__TO DO__: The answer must be an exact copy of the entries below, with no images in it.

__SUPPLIED MATERIAL__:

╭──

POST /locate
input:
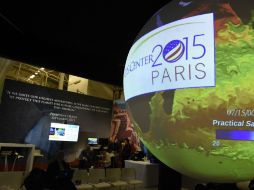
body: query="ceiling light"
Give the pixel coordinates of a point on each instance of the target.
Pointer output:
(32, 76)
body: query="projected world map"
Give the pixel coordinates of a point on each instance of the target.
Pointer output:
(189, 90)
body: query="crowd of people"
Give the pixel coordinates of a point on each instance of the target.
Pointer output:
(111, 156)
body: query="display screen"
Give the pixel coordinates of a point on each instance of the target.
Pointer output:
(63, 132)
(92, 140)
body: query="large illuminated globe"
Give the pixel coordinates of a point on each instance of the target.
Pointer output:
(188, 84)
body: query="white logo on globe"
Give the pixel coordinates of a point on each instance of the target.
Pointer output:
(177, 55)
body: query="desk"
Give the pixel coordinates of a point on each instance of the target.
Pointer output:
(145, 171)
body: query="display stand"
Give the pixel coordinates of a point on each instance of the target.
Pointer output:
(7, 149)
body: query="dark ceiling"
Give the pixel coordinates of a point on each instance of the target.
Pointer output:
(90, 39)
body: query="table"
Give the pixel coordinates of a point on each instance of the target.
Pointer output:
(145, 171)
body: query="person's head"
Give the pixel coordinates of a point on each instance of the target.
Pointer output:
(88, 147)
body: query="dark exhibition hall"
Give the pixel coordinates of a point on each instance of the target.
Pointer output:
(144, 95)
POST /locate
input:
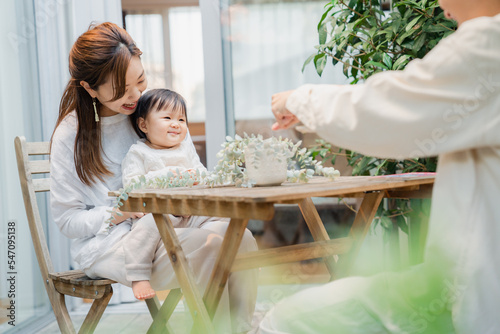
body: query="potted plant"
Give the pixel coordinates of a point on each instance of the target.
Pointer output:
(244, 162)
(366, 40)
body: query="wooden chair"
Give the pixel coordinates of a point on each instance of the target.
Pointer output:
(74, 282)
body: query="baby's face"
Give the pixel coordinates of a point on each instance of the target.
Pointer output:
(165, 128)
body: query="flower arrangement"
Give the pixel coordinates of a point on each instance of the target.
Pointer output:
(237, 159)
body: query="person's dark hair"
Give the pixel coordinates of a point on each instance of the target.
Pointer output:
(101, 53)
(156, 99)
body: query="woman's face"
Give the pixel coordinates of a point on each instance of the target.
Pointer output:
(136, 83)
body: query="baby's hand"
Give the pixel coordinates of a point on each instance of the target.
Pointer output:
(192, 172)
(118, 219)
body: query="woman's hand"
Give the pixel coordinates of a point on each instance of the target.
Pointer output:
(125, 215)
(284, 118)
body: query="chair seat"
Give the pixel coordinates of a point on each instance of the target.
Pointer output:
(78, 277)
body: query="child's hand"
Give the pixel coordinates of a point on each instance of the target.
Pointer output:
(192, 172)
(125, 215)
(284, 118)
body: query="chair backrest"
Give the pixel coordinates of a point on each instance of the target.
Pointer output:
(30, 187)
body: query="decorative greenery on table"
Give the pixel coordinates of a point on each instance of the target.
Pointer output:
(367, 40)
(230, 168)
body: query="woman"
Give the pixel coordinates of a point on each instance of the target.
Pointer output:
(446, 104)
(92, 136)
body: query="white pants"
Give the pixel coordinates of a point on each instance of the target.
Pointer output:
(200, 246)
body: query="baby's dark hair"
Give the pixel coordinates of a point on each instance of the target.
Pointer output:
(158, 99)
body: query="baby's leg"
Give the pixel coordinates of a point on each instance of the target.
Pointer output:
(139, 249)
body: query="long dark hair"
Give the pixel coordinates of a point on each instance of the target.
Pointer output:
(102, 52)
(159, 99)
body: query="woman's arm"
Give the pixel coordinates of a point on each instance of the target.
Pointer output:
(436, 105)
(73, 210)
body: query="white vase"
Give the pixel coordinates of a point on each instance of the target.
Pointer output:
(265, 169)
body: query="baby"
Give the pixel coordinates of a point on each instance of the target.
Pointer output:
(165, 146)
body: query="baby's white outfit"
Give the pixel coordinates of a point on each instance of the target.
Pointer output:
(142, 160)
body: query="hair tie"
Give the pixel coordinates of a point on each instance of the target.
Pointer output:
(95, 109)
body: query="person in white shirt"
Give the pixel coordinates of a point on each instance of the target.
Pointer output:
(446, 104)
(92, 136)
(160, 120)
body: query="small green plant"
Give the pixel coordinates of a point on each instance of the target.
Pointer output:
(230, 168)
(367, 40)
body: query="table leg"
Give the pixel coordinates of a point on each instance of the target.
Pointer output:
(318, 230)
(223, 263)
(162, 314)
(360, 228)
(202, 321)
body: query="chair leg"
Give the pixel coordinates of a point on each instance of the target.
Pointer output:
(160, 320)
(61, 312)
(153, 306)
(96, 311)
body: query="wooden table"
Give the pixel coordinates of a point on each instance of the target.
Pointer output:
(242, 204)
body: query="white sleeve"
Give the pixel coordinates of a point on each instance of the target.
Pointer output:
(75, 217)
(439, 104)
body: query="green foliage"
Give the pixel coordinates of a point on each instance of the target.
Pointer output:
(367, 40)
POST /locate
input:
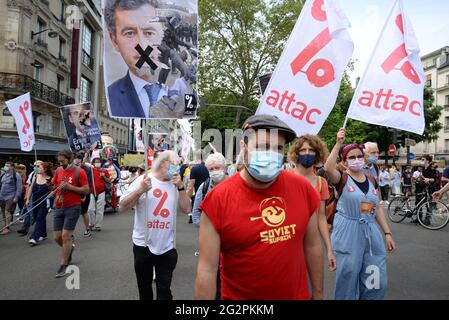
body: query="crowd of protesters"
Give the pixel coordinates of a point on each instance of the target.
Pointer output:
(262, 225)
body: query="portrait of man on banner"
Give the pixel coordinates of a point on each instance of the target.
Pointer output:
(159, 142)
(82, 127)
(150, 58)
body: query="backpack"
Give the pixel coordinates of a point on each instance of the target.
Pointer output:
(334, 195)
(77, 174)
(14, 176)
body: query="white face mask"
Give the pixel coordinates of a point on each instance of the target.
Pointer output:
(217, 175)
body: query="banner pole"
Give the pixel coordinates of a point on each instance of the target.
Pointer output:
(345, 123)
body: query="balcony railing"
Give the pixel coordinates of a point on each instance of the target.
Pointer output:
(63, 59)
(42, 43)
(87, 60)
(22, 83)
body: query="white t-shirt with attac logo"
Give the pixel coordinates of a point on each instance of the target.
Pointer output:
(158, 224)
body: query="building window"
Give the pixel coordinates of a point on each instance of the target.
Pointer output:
(85, 90)
(56, 126)
(37, 70)
(62, 10)
(62, 50)
(87, 46)
(41, 26)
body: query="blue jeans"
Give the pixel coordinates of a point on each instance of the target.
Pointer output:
(40, 229)
(29, 217)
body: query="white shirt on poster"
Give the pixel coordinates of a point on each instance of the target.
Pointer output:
(159, 223)
(139, 85)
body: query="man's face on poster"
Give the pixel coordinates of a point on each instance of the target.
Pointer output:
(134, 27)
(76, 113)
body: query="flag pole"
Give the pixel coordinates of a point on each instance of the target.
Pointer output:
(35, 152)
(147, 209)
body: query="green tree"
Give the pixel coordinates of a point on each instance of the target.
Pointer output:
(240, 40)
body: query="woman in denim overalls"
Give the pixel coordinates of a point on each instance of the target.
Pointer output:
(356, 237)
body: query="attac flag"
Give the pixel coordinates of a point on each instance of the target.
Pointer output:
(140, 147)
(391, 91)
(20, 109)
(304, 87)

╰──

__TASK ANSWER__:
POST /locate
input:
body: query="ceiling light"
Give the pixel coordinates of a point on each instance of the target.
Pointer output:
(32, 76)
body: query="projected world map"
Give the pixel coordinates of a point on each instance of the target.
Pointer output:
(189, 90)
body: query="crowd of people"
Give the pixel coordinates of a point on each instance of the target.
Pointer output:
(111, 156)
body: query="display screen"
Give the pixel coordinates of a point on each instance of the target.
Pointer output:
(63, 132)
(92, 140)
body: query="large illuminated globe"
Give the pixel coordinates of a point on each instance of the target.
Pointer output:
(188, 84)
body: query="white logo on globe"
Give the pixel coordinates of a point on each instance of the target.
Pointer output:
(177, 55)
body: query="desk"
Give the pixel coordinates of a point on each instance of the target.
Pointer output:
(145, 171)
body: query="display stand"
Give the pixel coordinates of a point on each instance of the target.
Pointer output:
(7, 149)
body: query="dark ceiling"
Give the pixel coordinates of a point on each instance of the target.
Pointer output:
(90, 39)
body: query="table"
Give the pixel coordinates of a point on each instance of the target.
Pointer output:
(145, 171)
body: query="person's head"
Give the pixel coordinates of a point on each instance of the target.
Pointer output:
(88, 147)
body: query="dark exhibition hall"
Give the pixel coordinates of a point on each instance of the target.
Pointer output:
(144, 95)
POST /locate
input:
body: query="potted plant"
Give the pixel coordinates of a point on each instance of the target.
Pointer output:
(244, 162)
(366, 40)
body: query="wooden chair"
Give the pixel coordinates of a point on each instance of the target.
Pointer output:
(74, 282)
body: query="baby's face"
Give the pixel coordinates of a point on each instance of the target.
Pointer output:
(165, 128)
body: query="flower arrangement"
Give the pixel coordinates of a point on each instance of the target.
Pointer output:
(237, 159)
body: query="person's dark hair"
Give the pixel coordinates of a point on each instance of the target.
Pointer output:
(101, 53)
(156, 99)
body: query="woman's face"
Give the pixel coordinates of a point on each instance of the target.
Pointer output:
(136, 83)
body: query="baby's hand"
Give the pixel coordinates of a point on each instance of the target.
Pointer output:
(192, 172)
(118, 219)
body: query="woman's hand"
Give the pixel coordinates of a point on each instance of the target.
Pointer output:
(125, 215)
(284, 118)
body: query="chair seat"
Give the pixel coordinates of a point on each instance of the target.
Pointer output:
(78, 277)
body: query="child's hand"
Give the pixel coordinates of a point on each instance of the target.
Pointer output:
(192, 172)
(125, 215)
(284, 118)
body: query="chair backrest"
Give the pixel coordinates of a point on each instance of the target.
Pointer output:
(30, 187)
body: query="decorative greenery on table"
Give the pixel coordinates of a point on each instance of the target.
Pointer output:
(367, 40)
(230, 168)
body: query="woman"
Give the pixel coordinates of a point on each instance of the target.
Pointer output:
(446, 104)
(92, 136)
body: query="white pants"
Give the pixel coordinates of a point on each instance of the target.
Pointer output:
(200, 246)
body: query="baby's dark hair"
Give the pixel coordinates of a point on each instance of the target.
Pointer output:
(158, 99)
body: query="baby's leg"
Give the pixel coordinates of a point on each instance of the target.
Pointer output:
(139, 249)
body: query="long dark hair"
Give the pixel coordinates of a point on each instance of the target.
Pointer output:
(102, 52)
(159, 99)
body: query="woman's arm"
Give the pixel coordinates of a point on each instance of the target.
Pointer output:
(436, 105)
(73, 210)
body: query="white vase"
Give the pixel coordinates of a point on each instance of the target.
Pointer output:
(265, 169)
body: query="baby"
Give the pixel coordinates of a point on each instance of the target.
Pointer output:
(165, 146)
body: query="baby's white outfit"
Give the pixel coordinates of a point on each instance of the target.
Pointer output:
(142, 160)
body: query="hair tie"
Give the pixel coordinates of a point on each instance of the target.
Pointer output:
(95, 109)
body: query="person in white shirt"
Give the pixel coordinates of a point on each instance of the target.
Pointer output:
(446, 104)
(92, 136)
(160, 120)
body: query="small green plant"
Give the pixel coordinates of a point on each instance of the target.
Pointer output:
(230, 168)
(367, 40)
body: query="table leg"
Give the pixel coordinates of a point on each instance of the target.
Pointer output:
(318, 230)
(223, 263)
(162, 314)
(360, 228)
(202, 321)
body: query="chair leg"
Give the pixel coordinates of a point on each instance of the target.
Pointer output:
(160, 320)
(61, 312)
(153, 306)
(96, 311)
body: query="wooden table"
Give the pixel coordinates of a point on each instance of the target.
Pointer output:
(242, 204)
body: query="white sleeve"
Give the pixel coordinates of a point on each instance of the target.
Pointer output:
(75, 217)
(439, 104)
body: query="green foliage"
Give the pixel coordinates of a point on each instance of the target.
Pointer output:
(367, 40)
POST /locate
input:
body: query="crowd of protesters"
Give the pixel coordinates of a point on each instance of the target.
Pointer output:
(262, 225)
body: query="portrait of man on banner"
Give the pixel coordinates of a point on each instance of the target.
Pointer output:
(159, 142)
(82, 127)
(150, 58)
body: query="backpack"
Give the pixel coordinates of a point on each instance of the target.
Pointer output:
(334, 195)
(77, 174)
(14, 176)
body: query="white face mask"
Give the pixel coordinates of a point on each instance of the target.
Pointer output:
(217, 175)
body: query="banner pole"
Give the pixel coordinates of a point on each instance of the target.
Pointer output:
(345, 123)
body: query="balcony railing"
Give the pixel coordinates of a point on each instance of the target.
Pointer output:
(63, 59)
(42, 43)
(87, 60)
(22, 83)
body: query="white t-shirt with attac logo"
Give the pixel coordinates of a point on each instance of the target.
Pointer output:
(158, 224)
body: query="building window"
Give the pixel coordinates of a point on each instance of the target.
Pointer output:
(85, 90)
(56, 126)
(37, 70)
(62, 10)
(62, 50)
(87, 46)
(41, 26)
body: query="blue jeans"
Give the pixel coordinates of a point on each instance of the target.
Pointer output:
(40, 229)
(29, 217)
body: query="white shirt on poster"
Give the pixel coordinates of a point on each instance of the target.
Pointer output:
(159, 223)
(139, 85)
body: query="man's face on poster"
Give the pixel coordinates of a point on each instance of the target.
Pointer output:
(134, 27)
(76, 113)
body: query="flag pole"
Give the pixel coordinates of a point on each instance of the target.
Pointer output:
(35, 152)
(147, 209)
body: query="green tree"
Give the pixel coordinates of a point on each instance of the target.
Pointer output:
(240, 40)
body: query="woman in denim overalls"
Give the pixel coordinates of a point on each instance of the target.
Pointer output:
(356, 237)
body: query="attac flag"
Give the pixel coordinates of a point on each instance of the target.
Pointer output:
(140, 147)
(391, 91)
(20, 109)
(304, 87)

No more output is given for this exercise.